#### [Exercise requirements]
**a.** In the profile of Carol M. Worthman below, retype the stretch from "Study topics have" through "class differences).".
**b.** According to the profile of Carol M. Worthman below, at which schools did she study?
**c.** Translate this sentence from the Carol M. Worthman profile into Spanish: "She has a PhD in biological anthropology from Harvard University."

#### [Text block]
Tuesday, April 15, 3:00-5:00 p.m.
Carol M. Worthman is Samuel Candler Dobbs Professor of Anthropology
at Emory and core faculty member of the MARIAL Center. She
also is chair of the Anthropology Department and director
of Laboratory of Comparative Human Biology at Emory. She is
involved in diverse lines of inquiry unified by a central
focus upon the biocultural interface. Biocultural dimensions
of the human condition remain largely uncharted and represent
immense opportunity for anthropological investigation, for
the empirical, theoretical, and pedagogical formulation of
new ways to understand what it is to be human. Human development
and reproduction each represent arenas in which the interplay
of biology and culture are especially central, so these form
major themes in her research and teaching.
Study topics have included causes and consequences of variation
in maturation schedules, applications of life history theory,
determinants of infant feeding and birth spacing, and variation
in male life history and reproduction. Other areas, such as
behavioral biology, arousal and attention regulation, developmental
epidemiology (including of risk for psychiatric disorders),
and comparative ecology of human sleep, are emerging areas
of intensifying research and theorization.
Her research for MARIAL concerns how intersections of work,
family, and well-being can help unravel a contradiction between
the myth of mintocracy (advancement through striving) versus
epidemiologic reality (well-being correlates with even small
class differences).
Professor Worthman received a B.A. in botany and biology
from Pomona College (Clairmont, CA). She studied endocrinology
at the University of California at San Diego Medical School,
and spent three years at the Massachusetts Institute of Technology,
Department of Nutrition and Food Science. She has a PhD in
biological anthropology from Harvard University.

#### [Entries provided]
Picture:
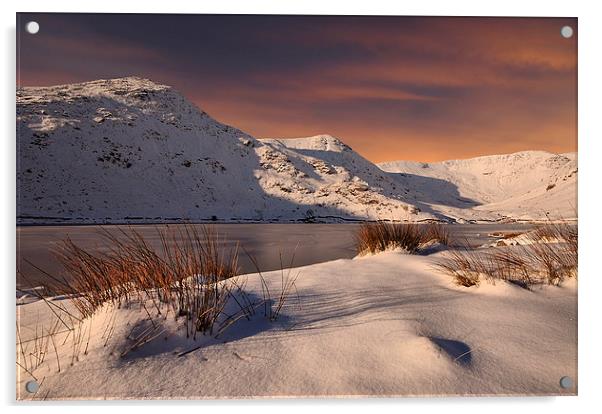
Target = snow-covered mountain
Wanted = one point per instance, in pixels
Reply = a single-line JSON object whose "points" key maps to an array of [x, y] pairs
{"points": [[132, 150], [528, 185]]}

#### [Answers to the exercises]
**a.**
Study topics have included causes and consequences of variation
in maturation schedules, applications of life history theory,
determinants of infant feeding and birth spacing, and variation
in male life history and reproduction. Other areas, such as
behavioral biology, arousal and attention regulation, developmental
epidemiology (including of risk for psychiatric disorders),
and comparative ecology of human sleep, are emerging areas
of intensifying research and theorization.
Her research for MARIAL concerns how intersections of work,
family, and well-being can help unravel a contradiction between
the myth of mintocracy (advancement through striving) versus
epidemiologic reality (well-being correlates with even small
class differences).

**b.**
- Pomona College
- University of California at San Diego Medical School
- Massachusetts Institute of Technology
- Harvard University

**c.** Tiene un doctorado en antropología biológica por la Universidad de Harvard.